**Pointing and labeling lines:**
==*==

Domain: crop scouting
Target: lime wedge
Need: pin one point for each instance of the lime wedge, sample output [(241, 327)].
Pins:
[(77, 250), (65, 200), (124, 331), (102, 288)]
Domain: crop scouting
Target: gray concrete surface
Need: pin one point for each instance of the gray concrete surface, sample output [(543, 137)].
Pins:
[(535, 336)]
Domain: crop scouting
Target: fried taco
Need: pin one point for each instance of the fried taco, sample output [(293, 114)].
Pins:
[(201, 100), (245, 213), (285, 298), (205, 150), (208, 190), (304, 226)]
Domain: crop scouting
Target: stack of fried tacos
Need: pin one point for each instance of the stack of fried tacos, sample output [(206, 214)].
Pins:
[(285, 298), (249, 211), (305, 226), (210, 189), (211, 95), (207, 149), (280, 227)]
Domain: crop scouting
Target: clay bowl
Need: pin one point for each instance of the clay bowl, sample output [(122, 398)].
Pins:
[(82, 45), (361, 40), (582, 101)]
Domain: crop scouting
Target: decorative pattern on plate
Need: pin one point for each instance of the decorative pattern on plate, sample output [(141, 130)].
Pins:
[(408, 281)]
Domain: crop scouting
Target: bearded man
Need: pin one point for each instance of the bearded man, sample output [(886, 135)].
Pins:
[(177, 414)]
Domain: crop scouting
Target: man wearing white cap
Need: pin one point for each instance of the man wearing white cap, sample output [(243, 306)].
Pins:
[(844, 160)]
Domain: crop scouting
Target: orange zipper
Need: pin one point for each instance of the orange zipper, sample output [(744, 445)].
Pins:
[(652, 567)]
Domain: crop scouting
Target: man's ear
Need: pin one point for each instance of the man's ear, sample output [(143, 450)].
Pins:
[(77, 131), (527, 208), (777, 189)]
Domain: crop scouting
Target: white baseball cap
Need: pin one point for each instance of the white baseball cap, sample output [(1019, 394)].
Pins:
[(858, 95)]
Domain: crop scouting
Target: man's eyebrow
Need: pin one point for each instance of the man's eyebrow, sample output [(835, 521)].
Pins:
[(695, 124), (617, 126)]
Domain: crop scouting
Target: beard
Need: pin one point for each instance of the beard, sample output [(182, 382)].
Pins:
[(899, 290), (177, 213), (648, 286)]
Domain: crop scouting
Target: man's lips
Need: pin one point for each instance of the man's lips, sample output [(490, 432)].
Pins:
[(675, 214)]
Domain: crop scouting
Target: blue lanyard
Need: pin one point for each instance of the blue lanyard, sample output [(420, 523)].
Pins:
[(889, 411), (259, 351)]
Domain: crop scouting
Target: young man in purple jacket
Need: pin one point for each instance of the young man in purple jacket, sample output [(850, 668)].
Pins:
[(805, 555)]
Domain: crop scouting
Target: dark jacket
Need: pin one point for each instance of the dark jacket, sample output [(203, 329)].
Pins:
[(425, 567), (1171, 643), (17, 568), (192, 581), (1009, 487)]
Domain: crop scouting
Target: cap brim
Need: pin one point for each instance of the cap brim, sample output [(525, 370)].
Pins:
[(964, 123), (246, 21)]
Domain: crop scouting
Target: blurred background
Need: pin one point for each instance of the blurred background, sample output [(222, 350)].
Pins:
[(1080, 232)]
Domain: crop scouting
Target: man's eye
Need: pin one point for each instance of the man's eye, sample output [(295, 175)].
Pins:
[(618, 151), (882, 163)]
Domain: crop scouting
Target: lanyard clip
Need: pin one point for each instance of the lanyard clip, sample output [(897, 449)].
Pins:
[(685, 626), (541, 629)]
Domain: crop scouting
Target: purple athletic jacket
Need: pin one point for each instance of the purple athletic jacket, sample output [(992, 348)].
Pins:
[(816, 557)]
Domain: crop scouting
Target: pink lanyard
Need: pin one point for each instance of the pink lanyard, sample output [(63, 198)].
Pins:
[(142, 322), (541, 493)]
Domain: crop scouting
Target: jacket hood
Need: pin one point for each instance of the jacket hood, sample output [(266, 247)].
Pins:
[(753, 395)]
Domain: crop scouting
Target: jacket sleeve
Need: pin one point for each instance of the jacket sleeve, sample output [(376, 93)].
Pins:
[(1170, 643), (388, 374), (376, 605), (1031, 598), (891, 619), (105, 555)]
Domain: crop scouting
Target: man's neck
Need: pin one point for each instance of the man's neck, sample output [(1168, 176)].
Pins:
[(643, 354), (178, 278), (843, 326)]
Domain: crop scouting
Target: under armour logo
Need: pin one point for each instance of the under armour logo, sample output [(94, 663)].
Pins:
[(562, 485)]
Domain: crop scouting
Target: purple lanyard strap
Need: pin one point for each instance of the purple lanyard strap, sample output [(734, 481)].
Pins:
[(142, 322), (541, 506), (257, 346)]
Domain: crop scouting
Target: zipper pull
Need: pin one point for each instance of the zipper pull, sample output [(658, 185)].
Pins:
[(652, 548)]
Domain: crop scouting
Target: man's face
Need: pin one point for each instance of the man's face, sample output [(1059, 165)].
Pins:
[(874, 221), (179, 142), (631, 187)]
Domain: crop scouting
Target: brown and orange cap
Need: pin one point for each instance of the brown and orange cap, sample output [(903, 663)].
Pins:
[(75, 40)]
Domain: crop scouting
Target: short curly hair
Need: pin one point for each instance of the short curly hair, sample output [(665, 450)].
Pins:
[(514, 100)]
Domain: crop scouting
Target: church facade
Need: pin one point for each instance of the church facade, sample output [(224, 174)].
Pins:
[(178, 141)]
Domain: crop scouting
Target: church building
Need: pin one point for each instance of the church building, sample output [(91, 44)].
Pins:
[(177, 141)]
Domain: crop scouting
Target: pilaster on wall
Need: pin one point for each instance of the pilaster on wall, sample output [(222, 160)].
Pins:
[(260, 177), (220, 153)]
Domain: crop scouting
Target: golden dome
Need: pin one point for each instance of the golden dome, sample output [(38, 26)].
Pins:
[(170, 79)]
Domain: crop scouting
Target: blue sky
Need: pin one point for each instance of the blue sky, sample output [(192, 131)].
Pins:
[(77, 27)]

==*==

**DESCRIPTION OF THE TASK:** Copy everything from the start of the lines above down to the line containing "[(844, 160)]", requests included. Add 43 to every coordinate in the pinned answers, and leave the requests and their sample outputs unchanged.

**WRITTEN RESPONSE:**
Domain: crop scouting
Target: lime wedge
Need: pin one point for each instance of the lime wedge, sample output [(241, 327)].
Pins:
[(120, 293), (108, 243), (167, 374), (145, 331)]
Domain: crop scouting
Target: gray concrete surface
Need: pin one point for each instance of the gray concrete surface, sample output [(543, 137)].
Pins:
[(578, 379)]
Domain: crop scouting
Target: fried taco
Need: pin one point for each instance of the fried taco, sample output [(293, 114)].
Pins:
[(244, 143), (288, 256), (328, 341), (248, 193), (251, 233), (347, 269)]
Domain: crop scouting
Target: stack of fried tacos
Need: pin one point for each instance of the stack of fried tacos, sample output [(206, 214)].
Pins:
[(328, 341), (292, 254), (348, 269), (253, 232), (254, 138), (250, 192), (323, 270)]
Domain: crop scouting
Target: clay bowl
Need: pin one point for each instance of the clay bowl, sample output [(122, 398)].
Pins:
[(125, 88), (404, 83), (625, 144)]
Domain: crop scouting
Target: decorative pattern on plate
Need: pin one point for each instance of the decorative pattern on plate, sample output [(141, 130)].
Pins:
[(451, 324)]
Domain: crop scouting
Target: bearded man
Need: pin one point for each instance of the bearded man, sample output [(886, 135)].
Pins:
[(220, 457)]
Domain: crop scouting
Target: man wearing white cap
Need: pin one point for each instance of the man wearing white cap, sample output [(243, 306)].
Pins:
[(887, 203)]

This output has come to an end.